- _Job item_:
List each line of the data below that contains the string "positive". Letter case must match.

- _Data extracts_:
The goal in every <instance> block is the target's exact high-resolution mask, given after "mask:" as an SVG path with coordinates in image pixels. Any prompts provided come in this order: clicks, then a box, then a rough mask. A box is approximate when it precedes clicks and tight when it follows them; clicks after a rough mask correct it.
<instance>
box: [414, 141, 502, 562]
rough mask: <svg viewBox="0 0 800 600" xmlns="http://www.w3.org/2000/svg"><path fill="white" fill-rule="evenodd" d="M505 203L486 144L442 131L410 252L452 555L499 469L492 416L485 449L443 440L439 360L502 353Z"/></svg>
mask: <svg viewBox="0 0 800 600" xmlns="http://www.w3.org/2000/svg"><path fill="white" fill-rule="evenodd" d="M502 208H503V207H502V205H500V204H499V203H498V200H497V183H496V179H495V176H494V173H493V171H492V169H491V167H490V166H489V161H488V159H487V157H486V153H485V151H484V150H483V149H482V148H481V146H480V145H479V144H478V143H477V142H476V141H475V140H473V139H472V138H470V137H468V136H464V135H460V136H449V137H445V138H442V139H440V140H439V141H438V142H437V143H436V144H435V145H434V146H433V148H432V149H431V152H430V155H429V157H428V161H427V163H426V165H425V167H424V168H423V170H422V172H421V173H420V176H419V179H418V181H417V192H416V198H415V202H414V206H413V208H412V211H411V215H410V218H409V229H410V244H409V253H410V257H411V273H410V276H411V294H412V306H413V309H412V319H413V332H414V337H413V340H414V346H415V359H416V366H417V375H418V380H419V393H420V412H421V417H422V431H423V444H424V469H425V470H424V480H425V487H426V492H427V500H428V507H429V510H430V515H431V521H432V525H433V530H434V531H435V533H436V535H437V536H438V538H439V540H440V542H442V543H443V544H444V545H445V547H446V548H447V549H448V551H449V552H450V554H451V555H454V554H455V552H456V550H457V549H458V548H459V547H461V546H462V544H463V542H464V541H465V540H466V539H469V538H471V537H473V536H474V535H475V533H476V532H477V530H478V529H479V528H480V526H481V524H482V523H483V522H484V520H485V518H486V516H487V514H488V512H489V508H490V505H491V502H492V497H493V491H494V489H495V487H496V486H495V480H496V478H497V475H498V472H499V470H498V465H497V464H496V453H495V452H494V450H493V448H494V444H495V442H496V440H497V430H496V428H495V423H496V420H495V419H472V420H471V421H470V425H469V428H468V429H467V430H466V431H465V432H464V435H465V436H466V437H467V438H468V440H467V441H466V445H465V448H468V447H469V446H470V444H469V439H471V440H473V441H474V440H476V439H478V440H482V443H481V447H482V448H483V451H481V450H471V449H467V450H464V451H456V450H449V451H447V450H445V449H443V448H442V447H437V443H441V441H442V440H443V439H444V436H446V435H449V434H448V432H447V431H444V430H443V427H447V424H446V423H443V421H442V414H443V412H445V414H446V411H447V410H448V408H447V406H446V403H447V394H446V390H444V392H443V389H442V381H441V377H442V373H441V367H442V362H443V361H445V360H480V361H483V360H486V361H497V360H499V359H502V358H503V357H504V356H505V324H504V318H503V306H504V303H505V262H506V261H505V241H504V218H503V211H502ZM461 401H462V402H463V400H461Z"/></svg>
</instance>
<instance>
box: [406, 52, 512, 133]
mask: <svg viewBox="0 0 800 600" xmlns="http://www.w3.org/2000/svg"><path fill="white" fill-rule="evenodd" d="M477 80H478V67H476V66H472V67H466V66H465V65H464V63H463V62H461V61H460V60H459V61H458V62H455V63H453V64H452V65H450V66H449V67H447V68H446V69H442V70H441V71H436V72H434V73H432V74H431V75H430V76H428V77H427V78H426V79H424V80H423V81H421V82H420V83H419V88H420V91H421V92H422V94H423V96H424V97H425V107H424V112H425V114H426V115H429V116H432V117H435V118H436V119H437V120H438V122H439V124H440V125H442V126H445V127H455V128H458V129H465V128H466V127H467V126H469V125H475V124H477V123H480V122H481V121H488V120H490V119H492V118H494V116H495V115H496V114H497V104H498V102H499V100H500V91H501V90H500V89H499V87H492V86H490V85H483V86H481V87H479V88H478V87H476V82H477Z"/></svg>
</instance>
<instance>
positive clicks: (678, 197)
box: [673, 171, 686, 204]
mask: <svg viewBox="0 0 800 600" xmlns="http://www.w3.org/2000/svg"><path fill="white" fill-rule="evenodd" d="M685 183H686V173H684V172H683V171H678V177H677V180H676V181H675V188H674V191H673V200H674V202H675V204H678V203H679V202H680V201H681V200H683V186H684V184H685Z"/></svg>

--

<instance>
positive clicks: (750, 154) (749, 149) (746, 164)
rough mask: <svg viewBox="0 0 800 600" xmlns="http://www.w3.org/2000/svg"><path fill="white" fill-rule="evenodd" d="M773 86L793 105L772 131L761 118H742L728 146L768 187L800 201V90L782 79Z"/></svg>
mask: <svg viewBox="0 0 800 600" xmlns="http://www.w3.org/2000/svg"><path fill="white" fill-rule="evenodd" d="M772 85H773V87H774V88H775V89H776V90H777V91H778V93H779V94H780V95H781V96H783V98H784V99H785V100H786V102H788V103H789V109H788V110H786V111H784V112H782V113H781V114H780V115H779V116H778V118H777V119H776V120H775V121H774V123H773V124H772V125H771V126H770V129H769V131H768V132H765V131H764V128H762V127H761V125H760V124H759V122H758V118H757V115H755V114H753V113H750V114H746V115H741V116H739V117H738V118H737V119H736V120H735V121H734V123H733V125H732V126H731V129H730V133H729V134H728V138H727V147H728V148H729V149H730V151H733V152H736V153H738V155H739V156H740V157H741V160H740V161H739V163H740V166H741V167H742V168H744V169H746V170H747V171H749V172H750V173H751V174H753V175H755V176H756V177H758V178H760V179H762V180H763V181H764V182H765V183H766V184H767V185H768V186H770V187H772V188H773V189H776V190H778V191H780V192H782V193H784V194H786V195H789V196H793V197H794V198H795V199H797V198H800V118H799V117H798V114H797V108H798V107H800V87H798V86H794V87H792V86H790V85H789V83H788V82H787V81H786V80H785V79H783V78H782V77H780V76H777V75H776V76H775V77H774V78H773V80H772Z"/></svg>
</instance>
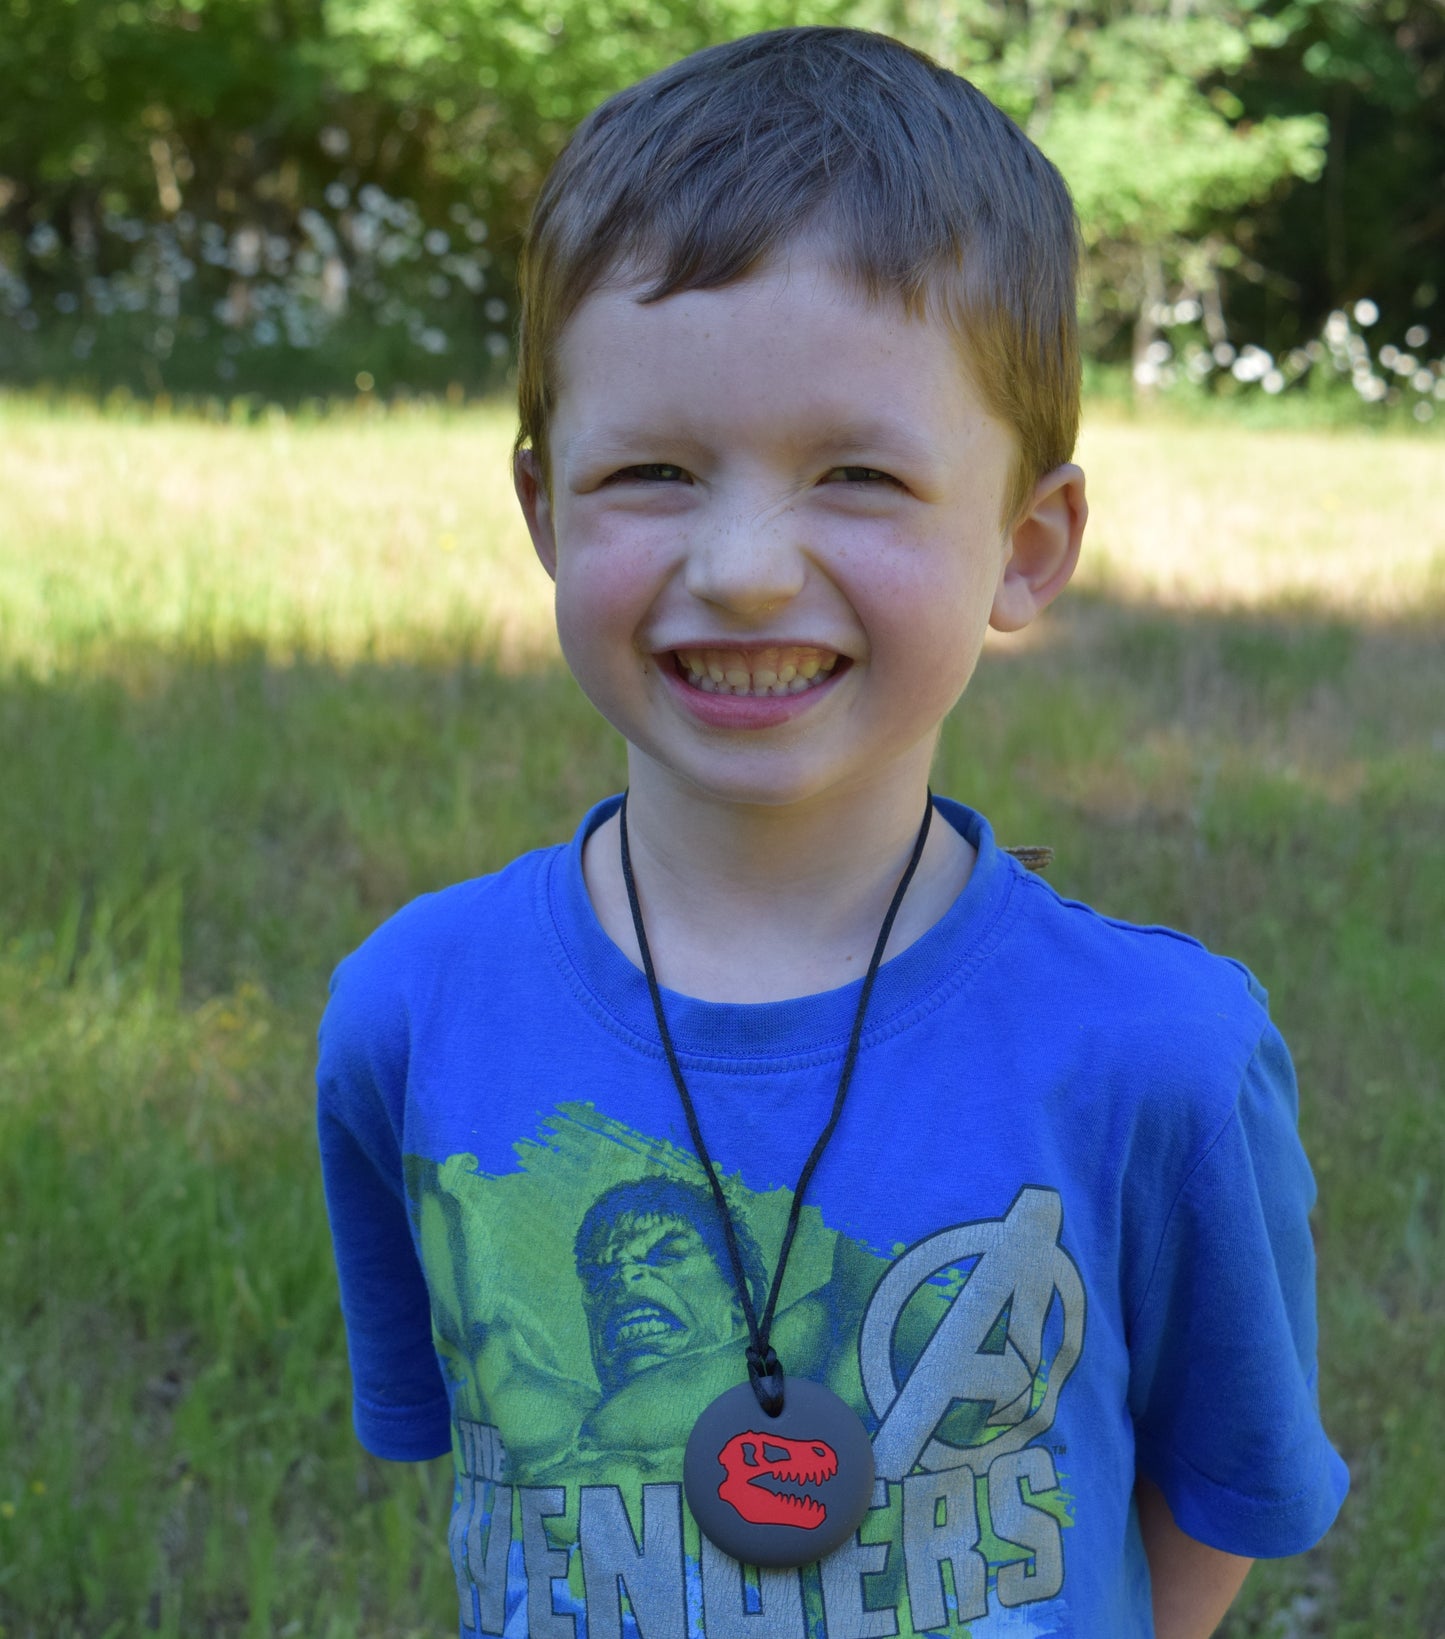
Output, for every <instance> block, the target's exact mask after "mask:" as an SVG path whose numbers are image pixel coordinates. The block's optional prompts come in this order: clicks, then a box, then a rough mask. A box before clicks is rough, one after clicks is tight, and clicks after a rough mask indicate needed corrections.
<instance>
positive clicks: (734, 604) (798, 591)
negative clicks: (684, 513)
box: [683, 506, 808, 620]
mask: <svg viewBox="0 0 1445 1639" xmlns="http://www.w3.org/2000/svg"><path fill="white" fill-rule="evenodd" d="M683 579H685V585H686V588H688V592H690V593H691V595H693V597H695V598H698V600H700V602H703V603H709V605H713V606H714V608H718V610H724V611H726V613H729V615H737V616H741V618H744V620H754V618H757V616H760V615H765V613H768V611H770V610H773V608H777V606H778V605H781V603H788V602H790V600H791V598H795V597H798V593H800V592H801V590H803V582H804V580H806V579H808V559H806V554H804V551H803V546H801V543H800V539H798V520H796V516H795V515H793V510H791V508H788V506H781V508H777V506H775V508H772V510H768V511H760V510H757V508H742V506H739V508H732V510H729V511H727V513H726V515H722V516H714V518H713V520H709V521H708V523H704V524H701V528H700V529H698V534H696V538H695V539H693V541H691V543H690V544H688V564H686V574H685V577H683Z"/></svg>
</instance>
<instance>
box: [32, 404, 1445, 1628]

...

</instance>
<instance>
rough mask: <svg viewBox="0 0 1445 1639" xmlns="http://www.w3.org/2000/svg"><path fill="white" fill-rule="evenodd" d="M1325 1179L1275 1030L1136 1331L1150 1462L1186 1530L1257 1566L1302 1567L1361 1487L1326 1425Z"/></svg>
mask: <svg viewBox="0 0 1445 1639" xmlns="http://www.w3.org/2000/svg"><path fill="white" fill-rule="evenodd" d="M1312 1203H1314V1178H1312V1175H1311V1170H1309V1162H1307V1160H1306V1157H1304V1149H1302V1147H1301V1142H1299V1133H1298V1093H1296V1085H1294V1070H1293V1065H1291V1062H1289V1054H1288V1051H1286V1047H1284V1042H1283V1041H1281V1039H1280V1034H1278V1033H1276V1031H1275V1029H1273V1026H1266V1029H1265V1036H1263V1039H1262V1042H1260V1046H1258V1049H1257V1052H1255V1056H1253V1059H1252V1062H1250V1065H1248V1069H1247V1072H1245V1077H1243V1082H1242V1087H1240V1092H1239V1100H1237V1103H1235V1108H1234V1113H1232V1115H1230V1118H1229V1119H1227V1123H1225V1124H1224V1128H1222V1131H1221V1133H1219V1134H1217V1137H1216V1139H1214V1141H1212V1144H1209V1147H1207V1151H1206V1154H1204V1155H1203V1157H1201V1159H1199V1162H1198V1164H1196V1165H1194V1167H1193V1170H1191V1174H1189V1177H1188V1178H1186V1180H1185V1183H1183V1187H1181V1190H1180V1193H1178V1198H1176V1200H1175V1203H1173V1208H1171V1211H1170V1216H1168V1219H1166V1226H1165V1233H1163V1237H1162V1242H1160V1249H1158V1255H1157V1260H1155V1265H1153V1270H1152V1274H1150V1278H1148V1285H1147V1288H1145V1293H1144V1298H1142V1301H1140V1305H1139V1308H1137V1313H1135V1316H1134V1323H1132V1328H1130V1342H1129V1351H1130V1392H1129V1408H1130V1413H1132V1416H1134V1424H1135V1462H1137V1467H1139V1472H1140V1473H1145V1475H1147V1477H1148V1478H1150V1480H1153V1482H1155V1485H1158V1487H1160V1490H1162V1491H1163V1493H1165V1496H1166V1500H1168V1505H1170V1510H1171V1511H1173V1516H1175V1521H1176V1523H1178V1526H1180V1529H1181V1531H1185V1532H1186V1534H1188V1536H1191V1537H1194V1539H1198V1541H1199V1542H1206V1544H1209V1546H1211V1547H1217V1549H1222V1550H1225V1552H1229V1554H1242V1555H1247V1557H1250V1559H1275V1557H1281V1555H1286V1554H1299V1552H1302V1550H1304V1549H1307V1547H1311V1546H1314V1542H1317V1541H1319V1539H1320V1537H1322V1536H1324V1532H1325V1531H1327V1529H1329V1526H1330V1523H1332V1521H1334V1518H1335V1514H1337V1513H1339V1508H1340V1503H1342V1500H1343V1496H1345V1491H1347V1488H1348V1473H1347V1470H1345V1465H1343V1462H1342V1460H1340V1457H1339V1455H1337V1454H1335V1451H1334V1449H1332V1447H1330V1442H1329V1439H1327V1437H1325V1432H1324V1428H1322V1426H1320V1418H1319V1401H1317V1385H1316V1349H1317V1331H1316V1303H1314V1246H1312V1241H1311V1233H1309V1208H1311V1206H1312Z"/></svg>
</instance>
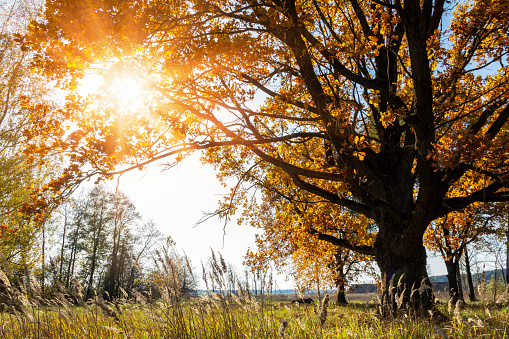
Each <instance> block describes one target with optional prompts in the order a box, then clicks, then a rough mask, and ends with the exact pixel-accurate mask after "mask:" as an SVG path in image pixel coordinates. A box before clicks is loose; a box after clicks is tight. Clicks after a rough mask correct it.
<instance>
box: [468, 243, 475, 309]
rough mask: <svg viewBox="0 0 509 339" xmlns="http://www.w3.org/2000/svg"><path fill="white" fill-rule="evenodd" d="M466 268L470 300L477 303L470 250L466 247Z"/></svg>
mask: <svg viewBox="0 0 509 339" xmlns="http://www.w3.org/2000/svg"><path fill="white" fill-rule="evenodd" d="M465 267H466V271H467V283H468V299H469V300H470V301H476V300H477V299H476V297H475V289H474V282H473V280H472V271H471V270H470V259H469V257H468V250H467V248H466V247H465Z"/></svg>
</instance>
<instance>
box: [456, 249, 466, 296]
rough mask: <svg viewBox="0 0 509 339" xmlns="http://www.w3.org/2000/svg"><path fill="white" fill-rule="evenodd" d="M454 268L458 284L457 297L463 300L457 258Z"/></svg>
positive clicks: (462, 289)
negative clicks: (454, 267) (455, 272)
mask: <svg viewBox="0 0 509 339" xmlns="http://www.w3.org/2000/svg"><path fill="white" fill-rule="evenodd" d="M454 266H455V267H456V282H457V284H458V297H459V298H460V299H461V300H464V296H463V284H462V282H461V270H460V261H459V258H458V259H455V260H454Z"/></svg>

- _Solution for this exercise_:
positive clicks: (678, 197)
positive clicks: (750, 154) (749, 149) (746, 164)
positive clicks: (734, 604) (798, 591)
positive clicks: (462, 289)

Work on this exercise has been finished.